The entries that follow need to be returned without any alteration.

Stored data entries:
++++++++

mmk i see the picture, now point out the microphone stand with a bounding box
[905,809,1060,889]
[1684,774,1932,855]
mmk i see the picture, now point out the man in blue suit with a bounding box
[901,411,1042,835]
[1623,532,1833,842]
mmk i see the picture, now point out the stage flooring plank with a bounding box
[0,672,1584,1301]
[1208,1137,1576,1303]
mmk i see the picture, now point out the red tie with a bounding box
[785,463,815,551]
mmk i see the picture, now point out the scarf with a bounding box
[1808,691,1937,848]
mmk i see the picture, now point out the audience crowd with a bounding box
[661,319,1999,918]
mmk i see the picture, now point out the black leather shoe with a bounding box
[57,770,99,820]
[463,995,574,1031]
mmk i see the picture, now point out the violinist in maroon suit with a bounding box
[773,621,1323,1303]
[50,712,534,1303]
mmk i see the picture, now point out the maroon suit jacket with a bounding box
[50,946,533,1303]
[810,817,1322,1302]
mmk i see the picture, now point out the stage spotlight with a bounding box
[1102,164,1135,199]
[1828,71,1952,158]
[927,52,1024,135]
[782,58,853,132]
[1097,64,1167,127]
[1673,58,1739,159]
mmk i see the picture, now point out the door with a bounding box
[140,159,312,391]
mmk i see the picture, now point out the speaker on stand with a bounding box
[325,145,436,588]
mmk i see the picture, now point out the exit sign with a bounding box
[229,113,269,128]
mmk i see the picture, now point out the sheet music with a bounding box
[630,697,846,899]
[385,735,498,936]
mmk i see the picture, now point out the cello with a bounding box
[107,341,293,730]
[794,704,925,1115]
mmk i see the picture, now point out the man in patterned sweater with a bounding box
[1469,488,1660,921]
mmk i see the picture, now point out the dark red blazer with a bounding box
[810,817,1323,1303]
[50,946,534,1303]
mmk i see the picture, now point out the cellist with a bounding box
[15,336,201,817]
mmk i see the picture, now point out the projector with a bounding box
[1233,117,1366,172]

++++++++

▸ **Result**
mmk i see the picture, now point out the microphone stand with a bounding box
[905,809,1060,889]
[1684,774,1932,855]
mmk i see the picture, now point out the man in blue suit with a bounding box
[901,411,1042,835]
[1623,532,1833,842]
mmk i see the picture, now point out the stage flooring plank with a bounding box
[0,672,1584,1301]
[1208,1137,1576,1303]
mmk i see the picture, now point out the red tie with a bounding box
[785,463,815,551]
mmk i see the picture, now point out the scarf with a bounding box
[1808,691,1937,848]
mmk i see the picture, now point out the audience crowd with a bounding box
[661,319,1999,918]
mmk i see the picture, now point out the black leather shoe with a bounding box
[57,770,99,820]
[463,995,574,1031]
mmk i see the picture, now point out the violinist in maroon suit with a bounding box
[773,621,1323,1303]
[50,712,534,1303]
mmk i see the picture, now point out the maroon suit jacket with a bounding box
[50,946,533,1303]
[810,817,1322,1302]
mmk i see the picture, now point out the stage spotlight with a bounding box
[1102,164,1135,199]
[1828,71,1952,158]
[927,52,1024,135]
[782,58,853,132]
[1097,64,1167,127]
[1673,58,1739,159]
mmk i see the picture, now point out the door with a bounding box
[140,159,312,391]
mmk i see the picture, now point out the speaker on stand with a bounding box
[325,145,436,588]
mmk i see the picture, now point out the exit sign with a bounding box
[229,113,269,128]
mmk i see the picture, now point out the sheet music with a bounding box
[630,697,846,899]
[385,735,498,936]
mmk i see the picture, now point out the cello with a bounding box
[107,341,293,730]
[794,704,925,1115]
mmk i see the picture, now point out the man in patterned sweater with a bounding box
[1469,488,1660,921]
mmk i see the picture, now point out the dark red blazer with a bounding box
[810,817,1323,1303]
[50,946,534,1303]
mmk i see the picture, now point out the cellist with a bounding box
[15,336,201,817]
mmk i see the picture, now point out the projector with a bounding box
[1233,117,1366,172]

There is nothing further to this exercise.